--- Textauszug ---
EU-ForschungsprogrammSchweizer Spitzenforschern droht der Ausschluss
Brüssel will hiesige Wissenschaftler von wichtigen Zukunftsprojekten ausschliessen, und zwar unabhängig vom Ausgang beim Rahmenabkommen. In der Schweiz ist man alarmiert.

Die EU macht auf Protektionismus: Brüssel will Forschende aus der Schweiz, Grossbritannien und Israel von EU-Forschungsprogrammen ausschliessen, die für die Zukunft als strategisch wichtig gelten. Die drei Länder waren bisher als assoziierte Mitglieder bei Horizon 2020 gleichberechtigt dabei. Beim Nachfolgeprogramm Horizon Europe sollen Forschende aus den drei Staaten bei gewissen Projekten der Weltraum- und Quantenforschung nicht mehr mitmachen können.
--- Erfasste Daten ---
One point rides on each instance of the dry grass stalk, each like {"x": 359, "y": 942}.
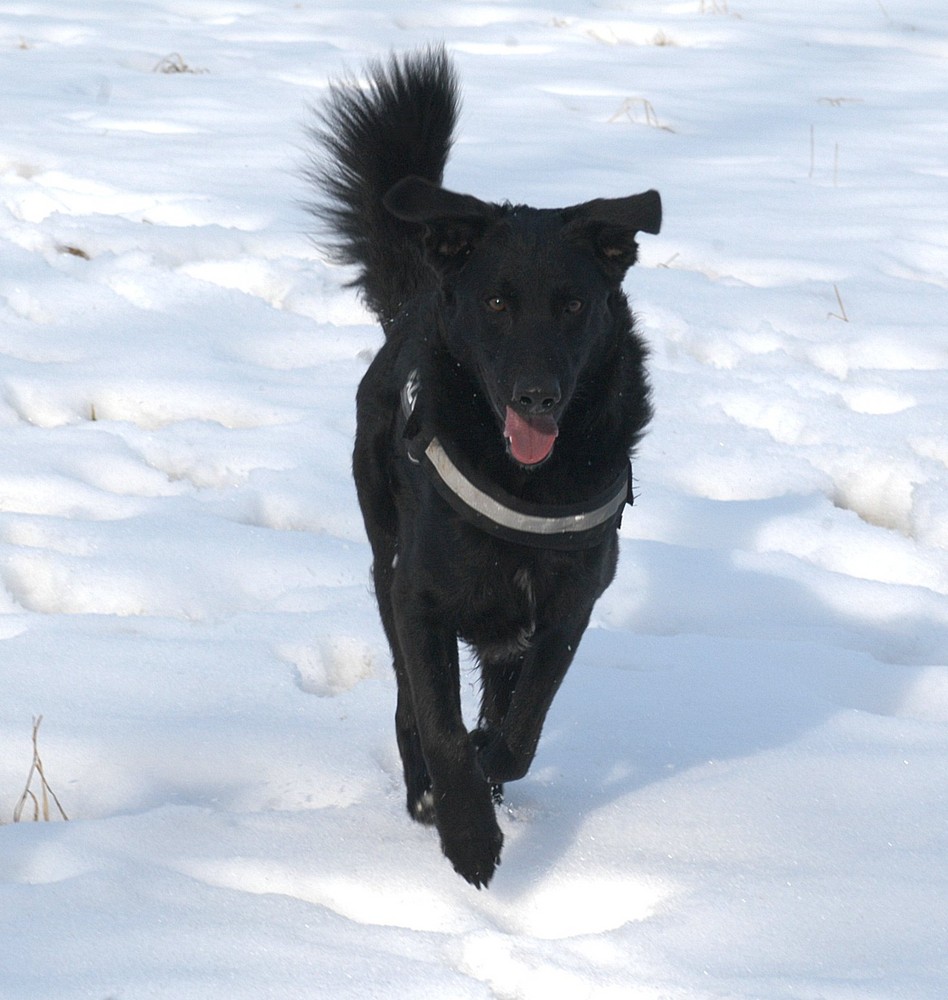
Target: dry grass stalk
{"x": 41, "y": 804}
{"x": 842, "y": 309}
---
**Aufgaben**
• A. Prüfen Sie, ob die folgenden Aussagen mit dem Textauszug übereinstimmen, und belegen Sie jede Antwort mit den entscheidenden Worten des Textes: (i) Die Schweiz, Grossbritannien und Israel waren bei Horizon 2020 als assoziierte Mitglieder gleichberechtigt beteiligt. (ii) Der Ausschluss soll nur dann gelten, wenn das Rahmenabkommen scheitert. (iii) Betroffen sind Projekte der Klimaforschung.
• B. Schreiben Sie einen Abschnitt aus dem Textauszug wortgetreu ab, indem Sie bei den Worten „Die EU macht“ beginnen und nach den Worten „mehr mitmachen können.“ aufhören.

**Lösungen**
• A.
(i) Ja: „Die drei Länder waren bisher als assoziierte Mitglieder bei Horizon 2020 gleichberechtigt dabei.“
(ii) Nein: „und zwar unabhängig vom Ausgang beim Rahmenabkommen“
(iii) Nein: „bei gewissen Projekten der Weltraum- und Quantenforschung“

• B.
Die EU macht auf Protektionismus: Brüssel will Forschende aus der Schweiz, Grossbritannien und Israel von EU-Forschungsprogrammen ausschliessen, die für die Zukunft als strategisch wichtig gelten. Die drei Länder waren bisher als assoziierte Mitglieder bei Horizon 2020 gleichberechtigt dabei. Beim Nachfolgeprogramm Horizon Europe sollen Forschende aus den drei Staaten bei gewissen Projekten der Weltraum- und Quantenforschung nicht mehr mitmachen können.